Stored data entries:
_ _ _ _
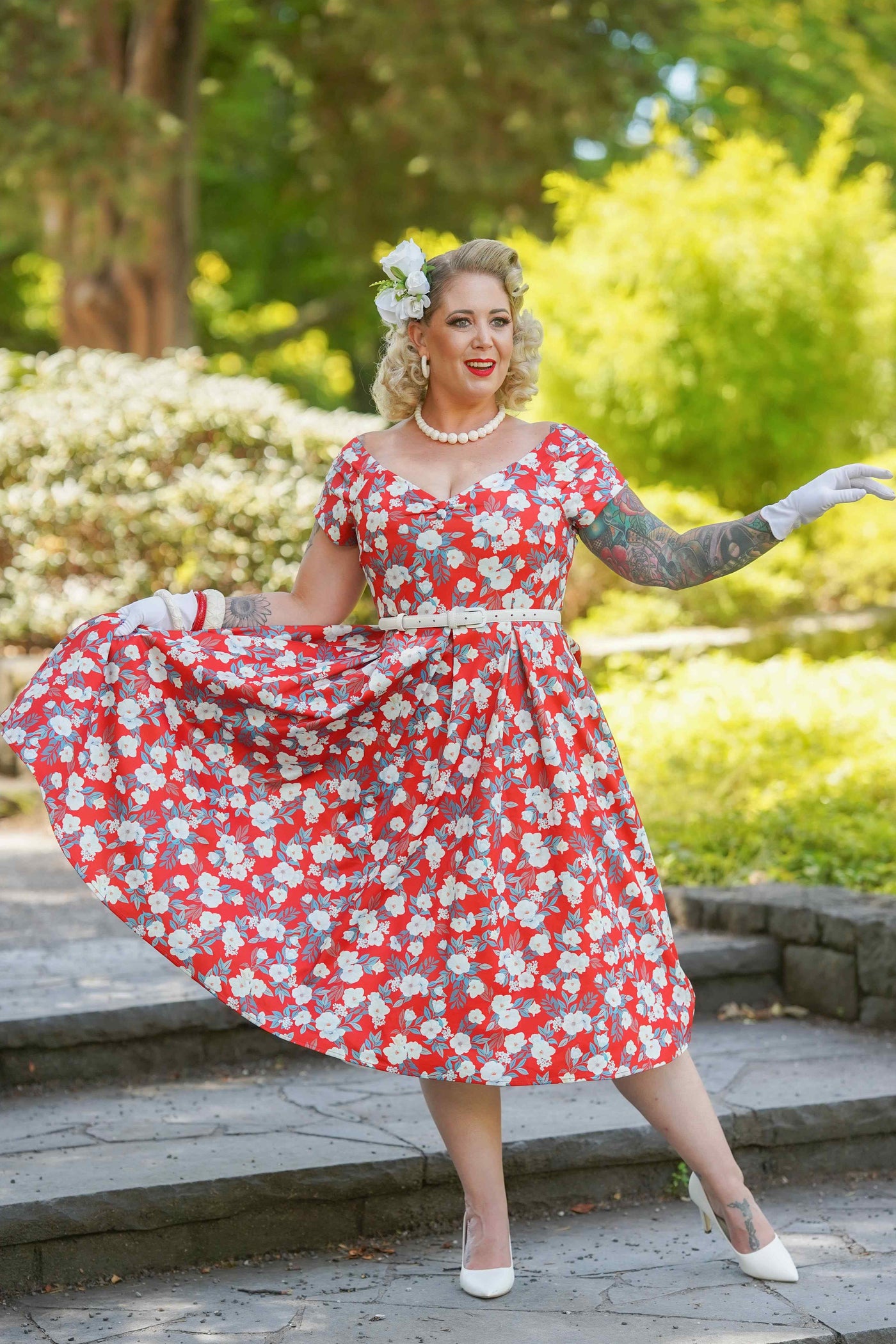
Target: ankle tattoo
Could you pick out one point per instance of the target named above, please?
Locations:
(743, 1207)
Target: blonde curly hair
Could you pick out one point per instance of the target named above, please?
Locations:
(399, 385)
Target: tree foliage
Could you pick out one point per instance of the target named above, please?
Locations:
(778, 68)
(731, 328)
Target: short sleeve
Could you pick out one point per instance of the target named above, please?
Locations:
(591, 479)
(333, 509)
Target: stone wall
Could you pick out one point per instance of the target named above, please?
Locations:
(837, 947)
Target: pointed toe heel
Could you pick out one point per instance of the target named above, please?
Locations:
(484, 1283)
(771, 1261)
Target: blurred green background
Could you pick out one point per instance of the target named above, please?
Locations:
(193, 200)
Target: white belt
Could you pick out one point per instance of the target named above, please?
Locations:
(464, 617)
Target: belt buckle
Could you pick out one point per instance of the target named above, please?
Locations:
(465, 616)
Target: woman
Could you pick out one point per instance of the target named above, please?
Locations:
(413, 845)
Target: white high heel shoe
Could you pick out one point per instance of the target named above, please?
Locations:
(771, 1261)
(484, 1283)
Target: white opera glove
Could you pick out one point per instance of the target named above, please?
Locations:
(152, 612)
(837, 486)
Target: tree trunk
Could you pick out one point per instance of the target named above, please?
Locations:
(127, 256)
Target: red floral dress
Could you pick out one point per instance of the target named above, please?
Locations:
(413, 850)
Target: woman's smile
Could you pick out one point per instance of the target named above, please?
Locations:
(481, 367)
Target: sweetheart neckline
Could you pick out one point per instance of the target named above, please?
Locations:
(435, 499)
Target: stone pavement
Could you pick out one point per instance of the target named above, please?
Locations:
(175, 1171)
(610, 1276)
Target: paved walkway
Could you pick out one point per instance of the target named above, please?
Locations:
(610, 1276)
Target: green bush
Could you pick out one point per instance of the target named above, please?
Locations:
(781, 771)
(118, 476)
(844, 561)
(731, 328)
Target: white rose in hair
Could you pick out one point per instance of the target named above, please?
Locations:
(413, 305)
(387, 307)
(404, 260)
(417, 283)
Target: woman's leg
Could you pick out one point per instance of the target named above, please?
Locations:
(672, 1097)
(468, 1116)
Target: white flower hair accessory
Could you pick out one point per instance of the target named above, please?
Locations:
(406, 293)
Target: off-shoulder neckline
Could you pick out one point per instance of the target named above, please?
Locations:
(435, 499)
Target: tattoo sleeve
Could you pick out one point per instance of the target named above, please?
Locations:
(637, 545)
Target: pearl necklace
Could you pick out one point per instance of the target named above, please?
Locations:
(469, 437)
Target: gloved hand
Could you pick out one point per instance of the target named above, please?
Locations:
(154, 613)
(837, 486)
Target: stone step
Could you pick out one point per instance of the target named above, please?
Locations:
(86, 999)
(604, 1273)
(104, 1007)
(303, 1152)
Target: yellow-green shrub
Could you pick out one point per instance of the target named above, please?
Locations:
(783, 768)
(730, 328)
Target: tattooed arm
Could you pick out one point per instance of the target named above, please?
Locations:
(643, 548)
(328, 584)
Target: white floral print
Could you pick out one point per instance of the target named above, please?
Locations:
(412, 850)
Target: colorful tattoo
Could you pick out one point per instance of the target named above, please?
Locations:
(246, 611)
(743, 1206)
(637, 545)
_ _ _ _
ASSIGNMENT - All lines in the records that contain "heel" are to be copied and returned.

WRITTEN SOLUTION -
Target: pointed toe heel
Target: white high heel shoe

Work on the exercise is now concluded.